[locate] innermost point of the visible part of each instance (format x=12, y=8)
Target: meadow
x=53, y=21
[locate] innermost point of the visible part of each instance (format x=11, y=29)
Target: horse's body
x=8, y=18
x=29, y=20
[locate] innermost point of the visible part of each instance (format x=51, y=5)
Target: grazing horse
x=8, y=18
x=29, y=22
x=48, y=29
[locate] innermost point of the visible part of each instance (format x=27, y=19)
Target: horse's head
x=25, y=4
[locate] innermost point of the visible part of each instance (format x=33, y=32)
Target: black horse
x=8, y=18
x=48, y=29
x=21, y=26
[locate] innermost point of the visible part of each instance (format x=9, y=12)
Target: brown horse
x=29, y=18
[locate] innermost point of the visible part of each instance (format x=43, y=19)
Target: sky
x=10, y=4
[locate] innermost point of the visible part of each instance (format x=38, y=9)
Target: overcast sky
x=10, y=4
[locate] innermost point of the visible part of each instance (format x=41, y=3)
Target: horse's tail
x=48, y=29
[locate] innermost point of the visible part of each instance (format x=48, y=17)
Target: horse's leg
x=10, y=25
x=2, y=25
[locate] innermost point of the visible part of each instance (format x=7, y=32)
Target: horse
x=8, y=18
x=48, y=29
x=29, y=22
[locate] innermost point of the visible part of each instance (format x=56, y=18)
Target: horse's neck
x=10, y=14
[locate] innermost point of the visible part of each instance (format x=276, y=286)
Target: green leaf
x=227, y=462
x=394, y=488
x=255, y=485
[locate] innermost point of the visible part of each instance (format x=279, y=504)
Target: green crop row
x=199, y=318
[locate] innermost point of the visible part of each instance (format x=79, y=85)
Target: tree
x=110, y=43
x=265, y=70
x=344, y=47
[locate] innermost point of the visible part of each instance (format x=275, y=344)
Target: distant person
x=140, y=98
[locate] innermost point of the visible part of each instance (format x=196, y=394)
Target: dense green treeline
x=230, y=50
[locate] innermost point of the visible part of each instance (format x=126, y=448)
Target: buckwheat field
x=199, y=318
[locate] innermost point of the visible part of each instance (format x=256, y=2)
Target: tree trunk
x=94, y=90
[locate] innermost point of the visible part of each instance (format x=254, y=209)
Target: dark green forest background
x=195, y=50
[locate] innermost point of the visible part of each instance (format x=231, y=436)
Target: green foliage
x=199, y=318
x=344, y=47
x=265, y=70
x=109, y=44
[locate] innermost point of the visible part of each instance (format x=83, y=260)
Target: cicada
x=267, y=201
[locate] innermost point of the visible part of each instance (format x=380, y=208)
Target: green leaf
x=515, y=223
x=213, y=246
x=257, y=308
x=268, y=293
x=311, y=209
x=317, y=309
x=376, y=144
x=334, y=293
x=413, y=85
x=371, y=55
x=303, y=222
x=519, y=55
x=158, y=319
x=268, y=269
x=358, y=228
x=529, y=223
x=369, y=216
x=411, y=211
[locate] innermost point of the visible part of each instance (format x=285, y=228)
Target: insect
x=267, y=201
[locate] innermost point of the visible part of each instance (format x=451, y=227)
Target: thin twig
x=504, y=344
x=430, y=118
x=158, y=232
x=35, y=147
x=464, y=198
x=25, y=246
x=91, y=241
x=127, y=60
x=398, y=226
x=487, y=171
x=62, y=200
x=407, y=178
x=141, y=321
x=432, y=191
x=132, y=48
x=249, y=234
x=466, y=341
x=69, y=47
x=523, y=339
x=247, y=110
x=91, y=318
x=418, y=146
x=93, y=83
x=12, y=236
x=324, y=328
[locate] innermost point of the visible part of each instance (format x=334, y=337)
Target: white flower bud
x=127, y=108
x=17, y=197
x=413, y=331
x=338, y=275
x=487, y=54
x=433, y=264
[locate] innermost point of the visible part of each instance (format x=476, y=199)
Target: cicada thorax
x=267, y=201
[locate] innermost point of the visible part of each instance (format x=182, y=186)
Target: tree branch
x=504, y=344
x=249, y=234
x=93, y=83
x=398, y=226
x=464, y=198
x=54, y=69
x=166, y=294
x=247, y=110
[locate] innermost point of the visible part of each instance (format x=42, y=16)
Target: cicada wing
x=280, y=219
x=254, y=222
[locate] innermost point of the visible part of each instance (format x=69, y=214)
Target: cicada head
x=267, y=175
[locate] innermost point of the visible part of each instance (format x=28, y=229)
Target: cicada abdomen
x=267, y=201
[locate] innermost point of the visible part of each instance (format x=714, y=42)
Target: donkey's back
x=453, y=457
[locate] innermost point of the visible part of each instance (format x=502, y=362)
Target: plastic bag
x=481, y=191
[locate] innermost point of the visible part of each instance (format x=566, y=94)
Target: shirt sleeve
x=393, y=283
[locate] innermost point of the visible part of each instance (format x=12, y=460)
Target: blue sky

**Task prompt**
Output the listing once more. Leave each word as it stands.

**Solution for this exercise**
[locate] innermost point of the visible part of each instance (format x=12, y=8)
Target: meadow
x=53, y=21
[locate] innermost point of the visible part of each instance (format x=11, y=29)
Target: horse's body
x=8, y=18
x=29, y=20
[locate] innermost point of the visible part of each instance (format x=51, y=5)
Target: grazing horse
x=8, y=18
x=29, y=22
x=48, y=29
[locate] innermost point of the visible part of each instance (format x=27, y=19)
Target: horse's head
x=25, y=4
[locate] innermost point of the visible part of each instance (format x=33, y=32)
Target: black horse
x=8, y=18
x=48, y=29
x=21, y=26
[locate] innermost point of the visible part of each instance (format x=9, y=12)
Target: brown horse
x=29, y=18
[locate] innermost point of the visible part of each instance (format x=43, y=19)
Target: sky
x=10, y=4
[locate] innermost point of the visible part of each instance (format x=38, y=9)
Target: overcast sky
x=10, y=4
[locate] innermost point of the visible part of each instance (format x=41, y=3)
Target: horse's tail
x=48, y=29
[locate] innermost point of the visible part of each instance (format x=48, y=17)
Target: horse's leg
x=10, y=25
x=2, y=25
[locate] innermost point of the visible part of each instance (format x=7, y=32)
Target: horse
x=8, y=18
x=48, y=29
x=29, y=22
[locate] innermost point of the visible part of each instance (format x=56, y=18)
Target: horse's neck
x=10, y=14
[locate] innermost point of the visible part of each instance (format x=276, y=286)
Target: green leaf
x=227, y=462
x=394, y=488
x=255, y=485
[locate] innermost point of the visible part of each instance (format x=279, y=504)
Target: green crop row
x=199, y=318
[locate] innermost point of the visible part of each instance (format x=79, y=85)
Target: tree
x=110, y=43
x=265, y=70
x=344, y=47
[locate] innermost point of the visible part of each instance (format x=275, y=344)
Target: distant person
x=140, y=98
[locate] innermost point of the visible part of each instance (format x=196, y=394)
Target: dense green treeline
x=230, y=50
[locate] innermost point of the visible part of each instance (format x=126, y=448)
Target: buckwheat field
x=199, y=318
[locate] innermost point of the visible part of each instance (format x=256, y=2)
Target: tree trunk
x=94, y=90
[locate] innermost point of the visible part of each instance (format x=254, y=209)
Target: dark green forest background
x=195, y=50
[locate] innermost point of the visible part of each instance (format x=231, y=436)
Target: green foliage
x=199, y=318
x=344, y=47
x=265, y=70
x=109, y=44
[locate] innermost point of the visible part of each instance (format x=83, y=260)
Target: cicada
x=267, y=201
[locate] innermost point of the visible part of each instance (format x=380, y=208)
Target: green leaf
x=515, y=223
x=213, y=246
x=257, y=308
x=268, y=293
x=311, y=209
x=317, y=309
x=376, y=144
x=334, y=293
x=413, y=85
x=371, y=55
x=303, y=222
x=519, y=55
x=158, y=319
x=268, y=269
x=358, y=228
x=529, y=223
x=369, y=216
x=411, y=211
[locate] innermost point of the visible part of each instance (format x=285, y=228)
Target: insect
x=267, y=201
[locate] innermost point of the visible part of each instance (format x=451, y=227)
Target: thin twig
x=504, y=344
x=430, y=118
x=158, y=232
x=35, y=147
x=464, y=198
x=25, y=246
x=91, y=241
x=127, y=60
x=398, y=226
x=487, y=171
x=62, y=200
x=407, y=178
x=141, y=321
x=432, y=191
x=132, y=48
x=249, y=234
x=466, y=341
x=69, y=47
x=523, y=339
x=247, y=110
x=91, y=318
x=418, y=146
x=93, y=83
x=12, y=236
x=324, y=328
[locate] innermost point of the visible part of each instance (format x=334, y=337)
Target: white flower bud
x=127, y=108
x=17, y=197
x=413, y=331
x=338, y=275
x=487, y=54
x=433, y=264
[locate] innermost point of the visible part of each instance (format x=476, y=199)
Target: cicada thorax
x=267, y=201
[locate] innermost point of the visible part of each instance (format x=182, y=186)
Target: tree branch
x=504, y=344
x=249, y=234
x=93, y=83
x=398, y=226
x=464, y=198
x=54, y=69
x=166, y=294
x=247, y=110
[locate] innermost point of the visible part of each instance (format x=42, y=16)
Target: cicada wing
x=280, y=219
x=254, y=222
[locate] innermost point of the visible part of each instance (format x=69, y=214)
Target: cicada head
x=267, y=175
[locate] innermost point of the visible part of each instance (format x=28, y=229)
Target: cicada abdomen
x=267, y=201
[locate] innermost point of the visible part of each instance (format x=714, y=42)
Target: donkey's back
x=453, y=457
[locate] innermost point of the visible part of each instance (format x=502, y=362)
Target: plastic bag
x=481, y=191
[locate] innermost point of the visible part of each instance (format x=566, y=94)
Target: shirt sleeve
x=393, y=283
[locate] innermost point of the visible part of each instance (format x=12, y=460)
Target: blue sky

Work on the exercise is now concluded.